**Brano da leggere**
I ricercatori si sono concentrati su un meccanismo che permetterebbe di inibire la transglutaminasi 2 (TG2), che è causa dei danni intestinali provocati dal glutine nei soggetti che hanno la malattia autoimmune. In particolare, avrebbero messo a punto un farmaco in grado di bloccare l’attività dell’enzima TG2. Il glutine, quindi, non verrebbe trasformato in modo tale da diventare dannoso per i villi dell’intestino tenue.

I test sul nuovo farmaco

Per farlo gli scienziati hanno analizzato le biopsie della mucosa intestinale di pazienti celiaci, dopo averli sottoposti a una dieta a lungo termine priva di glutine e dopo aver invece reintrodotto per sei settimane la sostanza. Il quantitativo era ridotto a 3 grammi di glutine, associato a 100 milligrammi di ZED1227. I risultati sono stati infine comparati con quelli del gruppo di controllo, a cui è stato offerto un placebo.

Nessun danno alla mucosa intestinale

«Misurando l’attività genetica, abbiamo scoperto che ZED1227 ingerito per via orale preveniva efficacemente il danno e l’infiammazione della mucosa intestinale indotti dal glutine. Nel gruppo del farmaco, anche l’attività dei geni responsabili dell’assorbimento dei nutrienti e degli oligoelementi è tornata al livello di esposizione pre-glutine», ha spiegato il professor Keijo Viiri, coordinatore del team dei ricercatori.

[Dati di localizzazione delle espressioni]
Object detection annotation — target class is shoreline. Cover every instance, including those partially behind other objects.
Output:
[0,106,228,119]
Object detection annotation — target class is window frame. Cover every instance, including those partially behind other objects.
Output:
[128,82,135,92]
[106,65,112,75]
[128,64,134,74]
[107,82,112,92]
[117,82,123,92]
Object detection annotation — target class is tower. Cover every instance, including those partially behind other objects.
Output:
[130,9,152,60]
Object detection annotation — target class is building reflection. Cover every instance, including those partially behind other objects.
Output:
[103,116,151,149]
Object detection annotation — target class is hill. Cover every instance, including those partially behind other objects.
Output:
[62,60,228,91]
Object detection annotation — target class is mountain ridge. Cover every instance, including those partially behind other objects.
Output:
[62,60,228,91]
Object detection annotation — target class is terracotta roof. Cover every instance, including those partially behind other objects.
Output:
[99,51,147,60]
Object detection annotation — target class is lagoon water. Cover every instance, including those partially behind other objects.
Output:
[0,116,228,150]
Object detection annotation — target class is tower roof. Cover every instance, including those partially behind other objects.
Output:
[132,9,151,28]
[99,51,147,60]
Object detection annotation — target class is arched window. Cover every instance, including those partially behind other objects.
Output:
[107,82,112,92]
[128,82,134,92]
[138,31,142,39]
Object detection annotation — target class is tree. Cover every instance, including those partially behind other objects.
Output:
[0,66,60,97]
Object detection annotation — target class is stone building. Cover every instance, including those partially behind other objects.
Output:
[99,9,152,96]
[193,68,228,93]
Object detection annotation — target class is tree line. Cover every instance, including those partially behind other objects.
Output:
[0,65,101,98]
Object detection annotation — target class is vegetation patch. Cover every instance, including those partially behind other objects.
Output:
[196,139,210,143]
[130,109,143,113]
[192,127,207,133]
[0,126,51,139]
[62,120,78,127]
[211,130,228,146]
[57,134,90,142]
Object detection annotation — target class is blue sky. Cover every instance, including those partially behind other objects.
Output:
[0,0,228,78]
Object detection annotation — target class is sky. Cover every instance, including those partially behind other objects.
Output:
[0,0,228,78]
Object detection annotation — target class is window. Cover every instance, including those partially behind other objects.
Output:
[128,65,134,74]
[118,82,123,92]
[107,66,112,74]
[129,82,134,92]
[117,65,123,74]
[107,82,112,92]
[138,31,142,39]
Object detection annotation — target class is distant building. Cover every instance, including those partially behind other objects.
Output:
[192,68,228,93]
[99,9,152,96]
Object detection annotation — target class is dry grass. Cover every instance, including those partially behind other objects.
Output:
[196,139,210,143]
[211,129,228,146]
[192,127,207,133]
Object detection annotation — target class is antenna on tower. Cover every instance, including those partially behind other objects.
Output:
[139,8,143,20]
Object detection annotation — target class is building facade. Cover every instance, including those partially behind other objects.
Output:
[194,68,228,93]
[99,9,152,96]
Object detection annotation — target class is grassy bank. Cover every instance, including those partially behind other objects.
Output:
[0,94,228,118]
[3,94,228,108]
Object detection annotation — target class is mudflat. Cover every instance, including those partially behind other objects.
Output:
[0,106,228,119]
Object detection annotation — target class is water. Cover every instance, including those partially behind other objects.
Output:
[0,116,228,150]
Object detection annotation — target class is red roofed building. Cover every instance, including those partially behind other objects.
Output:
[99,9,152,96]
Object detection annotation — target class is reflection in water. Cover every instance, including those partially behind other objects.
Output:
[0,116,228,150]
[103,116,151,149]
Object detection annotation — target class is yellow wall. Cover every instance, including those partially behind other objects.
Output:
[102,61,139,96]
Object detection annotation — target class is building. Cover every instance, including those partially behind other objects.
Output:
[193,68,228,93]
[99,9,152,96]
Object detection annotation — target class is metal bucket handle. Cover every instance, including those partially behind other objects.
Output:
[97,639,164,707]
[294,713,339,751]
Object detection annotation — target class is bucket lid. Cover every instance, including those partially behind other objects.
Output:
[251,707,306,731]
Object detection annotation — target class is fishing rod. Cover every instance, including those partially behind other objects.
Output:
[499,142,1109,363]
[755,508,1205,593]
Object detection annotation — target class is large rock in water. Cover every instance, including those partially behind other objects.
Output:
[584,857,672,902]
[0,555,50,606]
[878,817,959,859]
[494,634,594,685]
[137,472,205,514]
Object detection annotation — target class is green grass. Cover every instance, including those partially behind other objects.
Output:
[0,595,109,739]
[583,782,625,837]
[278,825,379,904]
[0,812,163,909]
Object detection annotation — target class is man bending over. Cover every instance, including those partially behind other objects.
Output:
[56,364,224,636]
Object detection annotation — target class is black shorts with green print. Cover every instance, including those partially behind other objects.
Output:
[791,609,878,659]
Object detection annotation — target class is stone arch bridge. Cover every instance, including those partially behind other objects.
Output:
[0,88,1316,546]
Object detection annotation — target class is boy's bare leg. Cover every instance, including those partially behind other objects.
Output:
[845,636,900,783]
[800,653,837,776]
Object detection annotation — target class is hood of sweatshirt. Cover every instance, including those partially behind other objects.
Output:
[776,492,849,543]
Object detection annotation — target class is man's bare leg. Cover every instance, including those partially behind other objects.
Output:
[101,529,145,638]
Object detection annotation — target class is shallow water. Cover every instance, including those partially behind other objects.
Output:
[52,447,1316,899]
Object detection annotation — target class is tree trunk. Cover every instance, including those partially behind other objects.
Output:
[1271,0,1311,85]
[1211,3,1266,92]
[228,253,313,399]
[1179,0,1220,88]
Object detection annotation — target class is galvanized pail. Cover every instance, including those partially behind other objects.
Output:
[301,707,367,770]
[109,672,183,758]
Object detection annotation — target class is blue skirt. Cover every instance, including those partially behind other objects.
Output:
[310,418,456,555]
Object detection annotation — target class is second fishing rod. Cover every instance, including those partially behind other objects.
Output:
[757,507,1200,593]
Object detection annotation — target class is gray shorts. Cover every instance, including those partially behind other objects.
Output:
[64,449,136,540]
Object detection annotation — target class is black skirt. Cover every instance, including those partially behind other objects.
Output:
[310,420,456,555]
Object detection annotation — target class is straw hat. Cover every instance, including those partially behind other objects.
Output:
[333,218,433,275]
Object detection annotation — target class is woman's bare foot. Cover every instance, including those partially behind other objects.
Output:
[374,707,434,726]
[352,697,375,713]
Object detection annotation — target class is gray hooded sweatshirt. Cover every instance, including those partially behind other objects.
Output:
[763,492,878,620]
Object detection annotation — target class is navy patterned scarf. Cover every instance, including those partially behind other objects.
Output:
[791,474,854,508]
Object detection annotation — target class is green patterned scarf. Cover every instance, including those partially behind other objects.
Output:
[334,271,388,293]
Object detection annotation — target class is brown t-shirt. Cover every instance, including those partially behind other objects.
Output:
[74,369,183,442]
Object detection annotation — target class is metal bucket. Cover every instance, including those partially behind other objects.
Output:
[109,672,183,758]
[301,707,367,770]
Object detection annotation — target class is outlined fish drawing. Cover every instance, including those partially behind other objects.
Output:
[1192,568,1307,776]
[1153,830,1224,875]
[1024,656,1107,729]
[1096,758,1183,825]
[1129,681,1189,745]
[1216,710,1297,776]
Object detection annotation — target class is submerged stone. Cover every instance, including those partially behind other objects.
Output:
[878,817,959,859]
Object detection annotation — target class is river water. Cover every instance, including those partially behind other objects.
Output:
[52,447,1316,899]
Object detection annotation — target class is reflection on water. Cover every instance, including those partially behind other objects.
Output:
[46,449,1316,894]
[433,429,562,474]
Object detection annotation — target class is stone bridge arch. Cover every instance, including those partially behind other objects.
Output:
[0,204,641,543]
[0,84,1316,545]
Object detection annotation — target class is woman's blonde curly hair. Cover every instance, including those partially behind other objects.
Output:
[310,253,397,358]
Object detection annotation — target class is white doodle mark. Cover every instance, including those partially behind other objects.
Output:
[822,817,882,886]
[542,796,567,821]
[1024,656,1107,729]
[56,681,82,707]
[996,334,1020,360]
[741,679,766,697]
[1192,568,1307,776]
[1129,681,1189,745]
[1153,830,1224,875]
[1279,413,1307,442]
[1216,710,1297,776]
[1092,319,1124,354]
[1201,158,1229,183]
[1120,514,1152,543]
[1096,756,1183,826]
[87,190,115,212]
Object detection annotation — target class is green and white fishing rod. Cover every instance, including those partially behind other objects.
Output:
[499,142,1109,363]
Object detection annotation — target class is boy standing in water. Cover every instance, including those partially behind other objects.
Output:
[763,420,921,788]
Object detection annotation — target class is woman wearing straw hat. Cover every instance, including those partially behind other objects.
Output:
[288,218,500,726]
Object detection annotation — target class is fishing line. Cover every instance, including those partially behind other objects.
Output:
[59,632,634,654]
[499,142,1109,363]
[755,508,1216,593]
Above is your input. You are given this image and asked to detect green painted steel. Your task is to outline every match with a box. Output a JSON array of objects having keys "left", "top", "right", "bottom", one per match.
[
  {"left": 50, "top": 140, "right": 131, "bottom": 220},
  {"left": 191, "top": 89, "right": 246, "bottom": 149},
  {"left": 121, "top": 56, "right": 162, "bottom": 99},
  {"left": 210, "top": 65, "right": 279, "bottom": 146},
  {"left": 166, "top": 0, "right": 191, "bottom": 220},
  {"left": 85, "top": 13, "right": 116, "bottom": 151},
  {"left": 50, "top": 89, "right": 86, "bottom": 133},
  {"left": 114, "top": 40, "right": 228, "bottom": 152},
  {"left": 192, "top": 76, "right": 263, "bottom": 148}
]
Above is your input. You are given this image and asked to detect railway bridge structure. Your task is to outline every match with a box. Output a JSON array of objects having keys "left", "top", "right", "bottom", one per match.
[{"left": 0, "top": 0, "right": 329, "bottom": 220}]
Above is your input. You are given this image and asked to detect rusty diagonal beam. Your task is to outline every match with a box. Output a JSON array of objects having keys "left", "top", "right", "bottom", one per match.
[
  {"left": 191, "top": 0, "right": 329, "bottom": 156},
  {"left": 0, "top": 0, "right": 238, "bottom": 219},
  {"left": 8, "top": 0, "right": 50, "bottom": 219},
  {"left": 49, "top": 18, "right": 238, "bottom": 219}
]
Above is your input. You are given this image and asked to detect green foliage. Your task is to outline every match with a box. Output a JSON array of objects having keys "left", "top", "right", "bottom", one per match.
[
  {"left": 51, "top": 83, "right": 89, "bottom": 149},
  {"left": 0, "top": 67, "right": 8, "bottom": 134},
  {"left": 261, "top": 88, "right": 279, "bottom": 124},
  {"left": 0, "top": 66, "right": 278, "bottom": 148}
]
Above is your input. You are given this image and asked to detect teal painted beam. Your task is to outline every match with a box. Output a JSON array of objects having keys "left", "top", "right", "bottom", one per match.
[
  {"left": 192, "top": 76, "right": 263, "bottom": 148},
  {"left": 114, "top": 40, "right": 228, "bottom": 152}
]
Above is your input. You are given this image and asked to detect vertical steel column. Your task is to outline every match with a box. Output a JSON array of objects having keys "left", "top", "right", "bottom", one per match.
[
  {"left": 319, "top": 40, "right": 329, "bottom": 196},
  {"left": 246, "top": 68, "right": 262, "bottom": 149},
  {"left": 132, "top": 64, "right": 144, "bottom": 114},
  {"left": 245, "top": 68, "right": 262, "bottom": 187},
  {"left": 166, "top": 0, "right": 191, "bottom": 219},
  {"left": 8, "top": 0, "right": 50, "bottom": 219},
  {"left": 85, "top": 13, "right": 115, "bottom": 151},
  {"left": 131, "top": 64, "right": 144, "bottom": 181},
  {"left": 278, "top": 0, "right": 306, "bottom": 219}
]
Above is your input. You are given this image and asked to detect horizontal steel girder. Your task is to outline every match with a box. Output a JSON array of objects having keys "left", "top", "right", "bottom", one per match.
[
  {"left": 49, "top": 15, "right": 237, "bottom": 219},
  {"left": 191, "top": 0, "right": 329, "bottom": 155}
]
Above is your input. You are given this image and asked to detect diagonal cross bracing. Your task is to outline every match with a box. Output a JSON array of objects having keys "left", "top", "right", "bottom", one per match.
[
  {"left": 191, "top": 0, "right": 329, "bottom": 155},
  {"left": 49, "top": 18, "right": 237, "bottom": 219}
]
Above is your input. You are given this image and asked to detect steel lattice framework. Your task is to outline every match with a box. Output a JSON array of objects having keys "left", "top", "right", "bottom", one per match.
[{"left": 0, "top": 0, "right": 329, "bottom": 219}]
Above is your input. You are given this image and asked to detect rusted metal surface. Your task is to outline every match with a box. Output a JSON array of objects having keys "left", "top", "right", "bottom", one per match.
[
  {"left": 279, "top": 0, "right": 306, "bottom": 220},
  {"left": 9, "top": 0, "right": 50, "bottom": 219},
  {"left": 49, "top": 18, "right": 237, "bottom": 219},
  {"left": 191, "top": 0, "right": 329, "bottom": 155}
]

**Istruzioni**
(a) Elenchi tutte le quantità numeriche accompagnate da un'unità di misura che compaiono nel brano sul farmaco ZED1227.
(b) Nel brano sul farmaco ZED1227, chi coordina il team dei ricercatori?
(c) Prosegua il brano sul farmaco ZED1227 a partire dall'ultima frase riportata.

**Soluzioni**
(a) sei settimane; 3 grammi; 100 milligrammi

(b) Il professor Keijo Viiri.

(c)
Attenzione alle controindicazioni

A frenare gli entusiasmi, però, è il dottor Marco Silano, Direttore del Dipartimento Malattie Cardiovascolari, endocrino-metaboliche e invecchiamento dell’Istituto Superiore di Sanità e Coordinatore del Board Scientifico di AIC. Silano, infatti, ricorda che è vero che «la transglutaminasi tissutale è un enzima dell’organismo umano che svolge un ruolo fondamentale nella trasformazione del glutine e nel rendere tossici i peptidi di questo nelle persone con celiachia». Ma non bisogna dimenticare che «è comunque un enzima ubiquitario presente nel nostro organismo in molti tessuti e in molti organi dove svolge diverse funzioni estremamente importanti per il corretto funzionamento della fisiologia umana; quindi, se si inibisce la TG2 per prevenire i danni da glutine nelle persone celiache bisogna far attenzione che contemporaneamente non si inibiscano le funzioni che invece sono estremamente importanti per il funzionamento degli organi e dell’organismo».

Il “sogno” di mangiare anche cibi con il glutine

A quando, quindi, il “sogno” di poter mangiare senza glutine senza danni, per le persone celiache? «In realtà ancora non si sa quanto sia efficace l’inibizione della transglutaminasi 2 e se questa potrà permettere di consumare glutine, come per esempio un piatto di pasta nelle persone celiache, oppure potrebbe semplicemente coprire i danni da contaminazione occasionale e accidentale dei prodotti senza glutine», chiarisce ancora il dottor Silano. Come per il potenziale vaccino, quindi, occorre attendere ulteriori sviluppi della ricerca.

Si potrà rivoluzionare la vita dei celiaci?

«Fermo restando il nostro interesse e la nostra massima attenzione a tutte le novità scientifiche che interessano i pazienti, il nostro obiettivo è migliorare la qualità della vita del celiaco nelle condizioni attuali. Come affermava già negli anni 40 l’Organizzazione Mondiale della Sanità, si tratta di uno stato di benessere fisico, mentale e sociale, non è solo assenza di malattia o infermità. Al celiaco serve un ambiente sociale capace di accoglierlo al meglio. Significa, per esempio, trovare operatori della ristorazione consapevoli e competenti sulla dieta senza glutine, per avere sempre più locali sicuri per consumare pasti fuori casa», spiega Caterina Pilo, Direttore Generale di AIC-Associazione Italiana Celiachia.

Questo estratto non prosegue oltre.